++++ Entries ++++

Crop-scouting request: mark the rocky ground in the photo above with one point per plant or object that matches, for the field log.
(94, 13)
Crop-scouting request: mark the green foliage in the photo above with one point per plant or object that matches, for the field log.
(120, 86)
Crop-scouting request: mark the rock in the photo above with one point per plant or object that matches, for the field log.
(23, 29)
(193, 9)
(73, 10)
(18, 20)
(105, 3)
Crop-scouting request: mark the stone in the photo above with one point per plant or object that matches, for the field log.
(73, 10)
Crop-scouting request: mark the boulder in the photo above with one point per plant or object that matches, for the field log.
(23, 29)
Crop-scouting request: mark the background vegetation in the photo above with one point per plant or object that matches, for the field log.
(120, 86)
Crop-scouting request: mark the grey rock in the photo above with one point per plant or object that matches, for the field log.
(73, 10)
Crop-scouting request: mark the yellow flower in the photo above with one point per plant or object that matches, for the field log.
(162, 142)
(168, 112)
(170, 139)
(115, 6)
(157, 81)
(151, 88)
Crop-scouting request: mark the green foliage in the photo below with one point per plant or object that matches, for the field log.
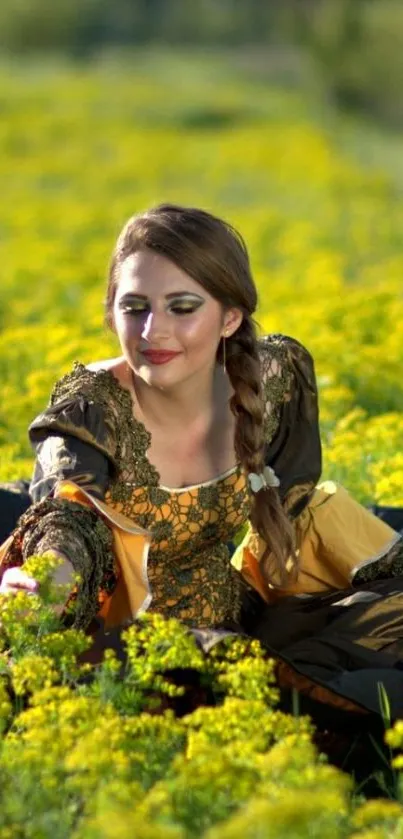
(77, 760)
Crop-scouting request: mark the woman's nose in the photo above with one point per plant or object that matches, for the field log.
(155, 326)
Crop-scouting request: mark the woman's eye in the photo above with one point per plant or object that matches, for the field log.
(134, 310)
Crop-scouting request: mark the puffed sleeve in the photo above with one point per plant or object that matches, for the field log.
(74, 438)
(293, 447)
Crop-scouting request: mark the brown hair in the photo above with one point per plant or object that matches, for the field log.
(213, 253)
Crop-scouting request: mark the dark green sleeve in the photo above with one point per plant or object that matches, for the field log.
(293, 445)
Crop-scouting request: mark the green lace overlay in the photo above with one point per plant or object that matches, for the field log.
(386, 566)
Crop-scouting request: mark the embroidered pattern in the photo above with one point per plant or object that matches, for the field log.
(276, 380)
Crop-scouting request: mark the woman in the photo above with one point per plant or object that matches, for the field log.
(150, 465)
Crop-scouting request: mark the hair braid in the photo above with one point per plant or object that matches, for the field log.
(267, 515)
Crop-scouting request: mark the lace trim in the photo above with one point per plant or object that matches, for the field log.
(276, 380)
(132, 437)
(389, 563)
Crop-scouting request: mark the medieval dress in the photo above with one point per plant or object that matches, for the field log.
(190, 553)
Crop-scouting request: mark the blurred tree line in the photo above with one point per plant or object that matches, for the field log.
(353, 48)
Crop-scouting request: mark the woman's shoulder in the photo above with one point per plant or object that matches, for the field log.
(96, 379)
(283, 357)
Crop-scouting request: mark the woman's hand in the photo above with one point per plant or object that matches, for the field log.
(15, 579)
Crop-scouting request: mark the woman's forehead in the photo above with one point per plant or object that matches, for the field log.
(152, 274)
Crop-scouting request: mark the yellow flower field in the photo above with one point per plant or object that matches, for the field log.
(86, 752)
(83, 148)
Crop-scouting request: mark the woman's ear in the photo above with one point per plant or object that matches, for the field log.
(232, 320)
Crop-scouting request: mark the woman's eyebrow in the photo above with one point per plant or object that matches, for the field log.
(174, 294)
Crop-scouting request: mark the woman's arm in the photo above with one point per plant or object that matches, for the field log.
(70, 530)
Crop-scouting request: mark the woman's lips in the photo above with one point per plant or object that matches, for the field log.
(159, 356)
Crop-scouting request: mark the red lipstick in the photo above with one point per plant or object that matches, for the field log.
(159, 356)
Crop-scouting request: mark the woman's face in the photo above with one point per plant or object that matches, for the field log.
(168, 326)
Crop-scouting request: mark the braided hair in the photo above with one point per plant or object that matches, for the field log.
(214, 254)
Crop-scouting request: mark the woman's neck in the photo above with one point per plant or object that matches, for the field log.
(195, 399)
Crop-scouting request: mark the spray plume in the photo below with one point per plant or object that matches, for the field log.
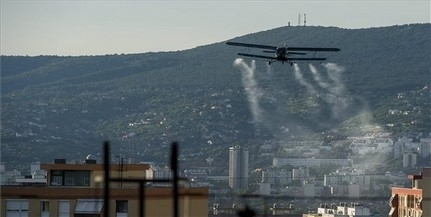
(250, 85)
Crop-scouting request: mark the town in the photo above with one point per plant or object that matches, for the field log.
(302, 179)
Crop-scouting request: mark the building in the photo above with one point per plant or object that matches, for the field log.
(309, 162)
(342, 210)
(414, 201)
(77, 190)
(238, 167)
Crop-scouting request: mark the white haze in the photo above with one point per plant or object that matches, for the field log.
(250, 85)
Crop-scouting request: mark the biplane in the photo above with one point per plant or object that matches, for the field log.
(285, 53)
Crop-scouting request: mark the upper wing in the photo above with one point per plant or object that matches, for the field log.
(258, 56)
(313, 49)
(251, 45)
(306, 59)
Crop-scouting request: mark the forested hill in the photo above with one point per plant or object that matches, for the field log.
(54, 106)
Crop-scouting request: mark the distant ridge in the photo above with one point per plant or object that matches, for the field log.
(66, 106)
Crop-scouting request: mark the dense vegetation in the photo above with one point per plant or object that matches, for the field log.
(55, 107)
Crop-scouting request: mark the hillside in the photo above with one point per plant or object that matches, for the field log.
(54, 107)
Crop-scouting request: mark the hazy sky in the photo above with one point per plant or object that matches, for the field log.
(79, 27)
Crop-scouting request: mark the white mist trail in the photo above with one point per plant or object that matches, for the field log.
(301, 80)
(337, 90)
(317, 77)
(250, 85)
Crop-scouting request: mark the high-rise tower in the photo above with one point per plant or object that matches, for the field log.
(238, 167)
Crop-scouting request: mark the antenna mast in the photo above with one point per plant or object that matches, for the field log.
(299, 19)
(305, 19)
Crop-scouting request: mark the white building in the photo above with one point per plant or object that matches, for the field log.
(238, 167)
(343, 210)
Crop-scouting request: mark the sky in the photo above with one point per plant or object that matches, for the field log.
(99, 27)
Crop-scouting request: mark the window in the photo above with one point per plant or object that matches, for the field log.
(70, 178)
(63, 208)
(88, 207)
(121, 208)
(16, 208)
(44, 208)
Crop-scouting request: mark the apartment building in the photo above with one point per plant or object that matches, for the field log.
(414, 201)
(77, 190)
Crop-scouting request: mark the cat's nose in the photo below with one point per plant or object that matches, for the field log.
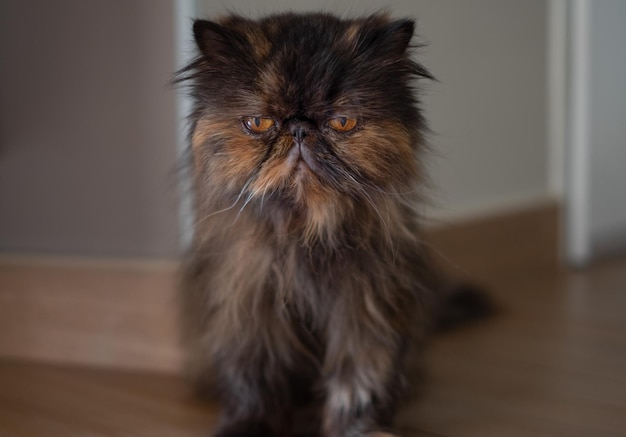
(299, 130)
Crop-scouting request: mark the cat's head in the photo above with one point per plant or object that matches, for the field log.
(308, 110)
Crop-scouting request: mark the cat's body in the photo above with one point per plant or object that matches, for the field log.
(308, 278)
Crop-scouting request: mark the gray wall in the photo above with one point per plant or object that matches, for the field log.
(87, 123)
(488, 111)
(607, 88)
(87, 128)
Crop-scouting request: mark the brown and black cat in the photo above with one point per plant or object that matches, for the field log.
(308, 278)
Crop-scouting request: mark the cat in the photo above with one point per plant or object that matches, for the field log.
(308, 279)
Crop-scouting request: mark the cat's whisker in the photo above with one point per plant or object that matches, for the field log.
(208, 216)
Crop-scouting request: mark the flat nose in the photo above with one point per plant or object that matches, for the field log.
(299, 129)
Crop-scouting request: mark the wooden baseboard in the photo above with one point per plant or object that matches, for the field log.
(518, 242)
(124, 315)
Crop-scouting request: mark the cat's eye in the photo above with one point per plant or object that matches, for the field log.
(342, 124)
(258, 125)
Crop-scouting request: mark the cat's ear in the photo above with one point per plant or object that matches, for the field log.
(397, 35)
(215, 41)
(380, 37)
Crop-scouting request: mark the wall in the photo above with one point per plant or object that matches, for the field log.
(607, 141)
(87, 128)
(488, 111)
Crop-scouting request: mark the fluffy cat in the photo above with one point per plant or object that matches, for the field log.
(308, 279)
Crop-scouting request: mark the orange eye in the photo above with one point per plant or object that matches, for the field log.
(342, 124)
(258, 125)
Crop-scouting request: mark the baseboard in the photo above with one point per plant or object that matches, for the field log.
(119, 314)
(518, 241)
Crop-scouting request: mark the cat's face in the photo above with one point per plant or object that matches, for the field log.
(308, 109)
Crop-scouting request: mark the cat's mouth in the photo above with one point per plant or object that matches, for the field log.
(301, 160)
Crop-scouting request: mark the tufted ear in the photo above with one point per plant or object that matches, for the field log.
(397, 35)
(217, 42)
(381, 37)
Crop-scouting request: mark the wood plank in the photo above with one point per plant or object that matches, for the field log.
(552, 363)
(118, 314)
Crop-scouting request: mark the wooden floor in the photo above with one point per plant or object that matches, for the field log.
(552, 363)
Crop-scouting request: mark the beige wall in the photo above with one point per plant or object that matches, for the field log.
(87, 128)
(87, 122)
(488, 112)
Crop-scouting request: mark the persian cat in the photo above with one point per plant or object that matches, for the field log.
(308, 279)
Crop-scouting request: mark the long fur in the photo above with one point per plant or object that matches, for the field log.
(308, 277)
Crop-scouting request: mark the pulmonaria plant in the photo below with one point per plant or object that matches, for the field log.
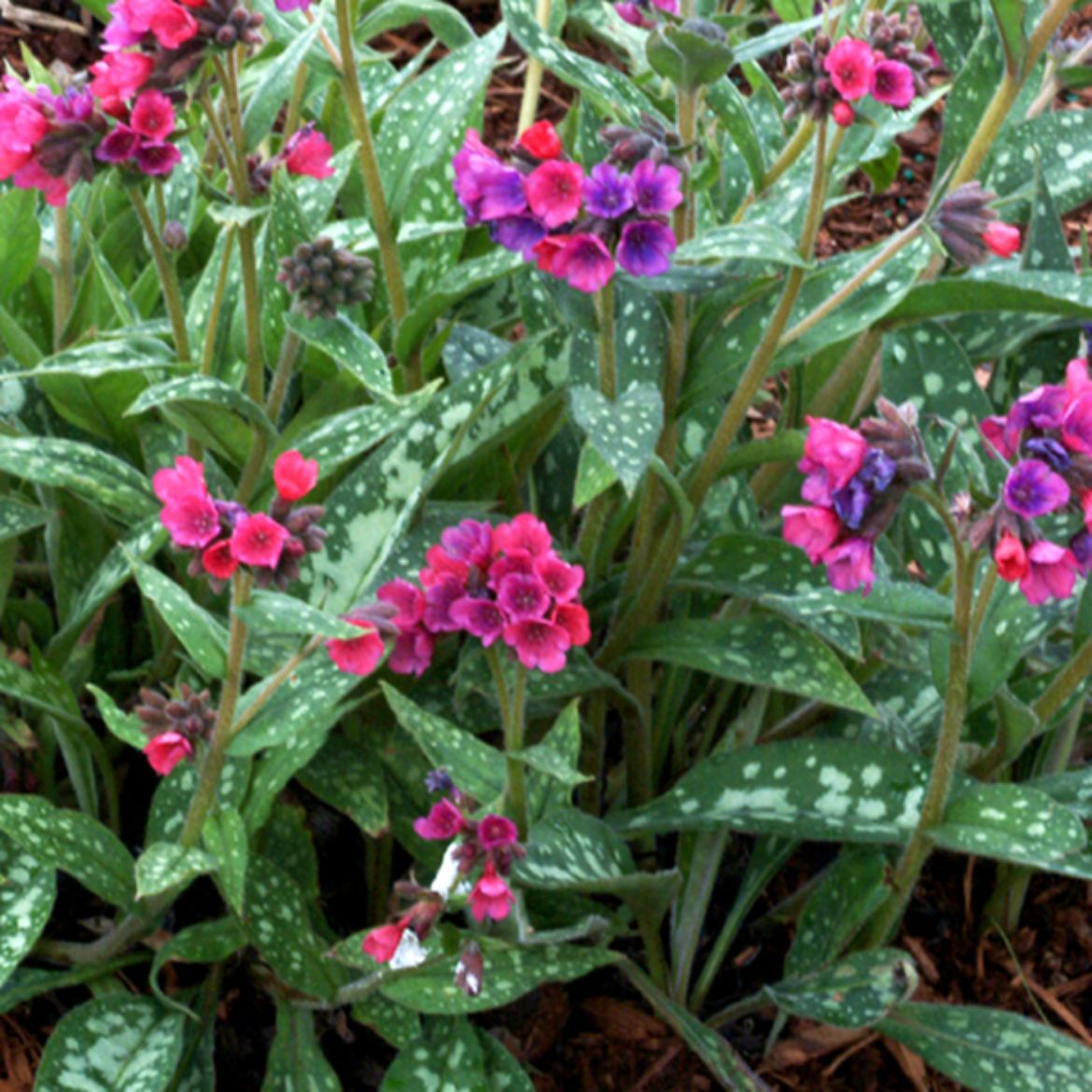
(1046, 441)
(505, 583)
(576, 226)
(488, 847)
(223, 534)
(854, 482)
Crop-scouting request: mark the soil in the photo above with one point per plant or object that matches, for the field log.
(596, 1035)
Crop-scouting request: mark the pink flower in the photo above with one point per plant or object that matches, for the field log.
(1052, 572)
(1002, 239)
(849, 566)
(490, 897)
(584, 262)
(191, 520)
(152, 116)
(118, 77)
(833, 448)
(572, 617)
(496, 831)
(893, 84)
(849, 66)
(442, 822)
(294, 475)
(258, 539)
(814, 530)
(525, 532)
(1010, 557)
(357, 655)
(174, 483)
(217, 560)
(308, 153)
(553, 191)
(166, 750)
(561, 580)
(539, 643)
(384, 943)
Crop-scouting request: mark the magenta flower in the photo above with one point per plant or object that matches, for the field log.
(893, 84)
(442, 822)
(539, 643)
(1052, 572)
(561, 580)
(258, 539)
(813, 530)
(357, 655)
(294, 475)
(496, 831)
(308, 153)
(849, 66)
(608, 192)
(490, 897)
(849, 566)
(166, 750)
(1033, 489)
(656, 188)
(584, 262)
(553, 191)
(646, 248)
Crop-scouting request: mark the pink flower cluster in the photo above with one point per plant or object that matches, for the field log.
(490, 843)
(224, 535)
(576, 226)
(1046, 439)
(496, 583)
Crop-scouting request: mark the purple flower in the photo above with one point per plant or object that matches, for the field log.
(518, 232)
(609, 193)
(656, 188)
(1052, 451)
(1033, 489)
(646, 248)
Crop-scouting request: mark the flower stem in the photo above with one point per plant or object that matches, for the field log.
(168, 276)
(533, 79)
(886, 920)
(373, 184)
(64, 276)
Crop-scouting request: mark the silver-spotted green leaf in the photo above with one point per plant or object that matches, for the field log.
(989, 1051)
(296, 1061)
(164, 865)
(756, 649)
(609, 90)
(203, 637)
(276, 922)
(113, 1044)
(508, 973)
(124, 726)
(858, 991)
(348, 346)
(1010, 822)
(847, 893)
(351, 779)
(73, 842)
(276, 612)
(27, 890)
(372, 506)
(624, 431)
(829, 789)
(94, 475)
(476, 768)
(225, 837)
(771, 570)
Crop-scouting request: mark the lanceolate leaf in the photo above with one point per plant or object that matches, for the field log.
(987, 1051)
(764, 651)
(113, 1044)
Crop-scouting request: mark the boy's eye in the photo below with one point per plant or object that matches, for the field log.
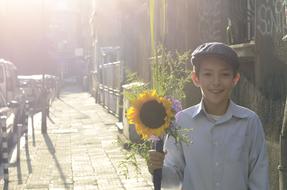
(226, 74)
(207, 74)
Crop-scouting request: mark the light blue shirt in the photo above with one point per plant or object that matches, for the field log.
(225, 154)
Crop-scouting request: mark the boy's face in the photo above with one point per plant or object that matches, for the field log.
(216, 80)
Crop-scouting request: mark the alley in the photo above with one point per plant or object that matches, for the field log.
(80, 150)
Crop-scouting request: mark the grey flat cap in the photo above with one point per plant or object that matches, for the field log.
(217, 49)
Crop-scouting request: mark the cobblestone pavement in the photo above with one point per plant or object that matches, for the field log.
(80, 151)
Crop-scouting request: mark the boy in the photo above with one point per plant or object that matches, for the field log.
(228, 150)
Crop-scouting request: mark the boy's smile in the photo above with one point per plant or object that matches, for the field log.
(216, 80)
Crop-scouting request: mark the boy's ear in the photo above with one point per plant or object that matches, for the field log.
(236, 79)
(195, 79)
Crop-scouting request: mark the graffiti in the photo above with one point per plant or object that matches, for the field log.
(209, 20)
(270, 17)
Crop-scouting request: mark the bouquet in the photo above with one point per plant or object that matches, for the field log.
(154, 117)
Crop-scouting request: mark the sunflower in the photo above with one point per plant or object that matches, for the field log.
(151, 114)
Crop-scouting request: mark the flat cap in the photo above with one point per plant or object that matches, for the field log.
(217, 49)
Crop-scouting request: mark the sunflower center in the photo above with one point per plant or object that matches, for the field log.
(152, 114)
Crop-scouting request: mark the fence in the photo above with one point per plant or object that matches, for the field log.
(109, 87)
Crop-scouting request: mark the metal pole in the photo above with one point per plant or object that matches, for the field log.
(19, 128)
(5, 154)
(26, 115)
(44, 109)
(283, 153)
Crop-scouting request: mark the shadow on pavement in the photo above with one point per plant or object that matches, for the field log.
(52, 151)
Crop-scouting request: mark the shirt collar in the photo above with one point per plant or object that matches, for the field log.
(232, 110)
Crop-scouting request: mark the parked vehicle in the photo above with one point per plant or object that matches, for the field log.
(38, 91)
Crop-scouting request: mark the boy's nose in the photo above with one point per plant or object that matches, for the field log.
(216, 80)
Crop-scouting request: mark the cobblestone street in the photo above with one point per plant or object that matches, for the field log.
(80, 150)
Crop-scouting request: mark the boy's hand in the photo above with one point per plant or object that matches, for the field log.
(155, 160)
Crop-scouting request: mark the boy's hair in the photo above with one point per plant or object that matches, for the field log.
(215, 49)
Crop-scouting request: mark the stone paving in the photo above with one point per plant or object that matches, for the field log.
(80, 151)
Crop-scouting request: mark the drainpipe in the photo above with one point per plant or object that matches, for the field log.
(283, 153)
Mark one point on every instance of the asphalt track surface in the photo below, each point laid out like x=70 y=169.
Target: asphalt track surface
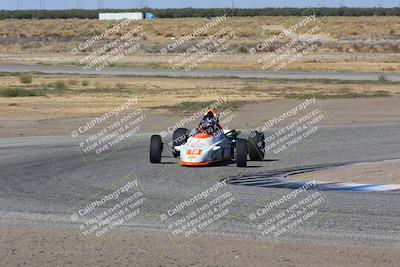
x=348 y=76
x=43 y=178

++++

What do the lines above say from the line containing "Crop-scouting request: mark the metal" through the last line? Quote them exactly, both ends included, and leave out the pictures.

Right answer:
Crop-scouting request: mark the metal pole in the photo above with one point per plant or object that matches, for the field log.
(19, 128)
(5, 154)
(26, 115)
(44, 109)
(283, 153)
Crop-scouting request: mark the shadow on pavement in the photo above with one point per plant or object that matches, for the field log.
(52, 151)
Crop-scouting request: mark the shirt collar in the photo above with one point per plant or object that matches, for the field log.
(232, 110)
Crop-scouting request: mark the parked vehicle in the photo above with one point per plant or object that matches, for the field log.
(38, 91)
Crop-scouting request: mark the boy's nose in the photo above with one point per plant or object that matches, for the field log.
(216, 80)
Crop-scouting request: mark the cobblestone street in the photo above with one point per plant or object that matches, for the field log.
(80, 150)
Crop-scouting request: mark the boy's hand in the photo above with one point per plant or object that matches, for the field log.
(155, 160)
Crop-scouting request: mark the boy's hair in the photo above with one point per plant or object that matches, for the field log.
(215, 49)
Crop-scouting request: mark the stone paving in the photo above with one point per plant or object that matches, for the field log.
(80, 151)
Crop-scouting request: mark the drainpipe in the photo above with one point per plant or object that matches, for the field log.
(283, 153)
Mark one point on every instance of the asphalt track surface in the photo below, each point laid out like x=70 y=169.
Target: asphalt track surface
x=348 y=76
x=43 y=178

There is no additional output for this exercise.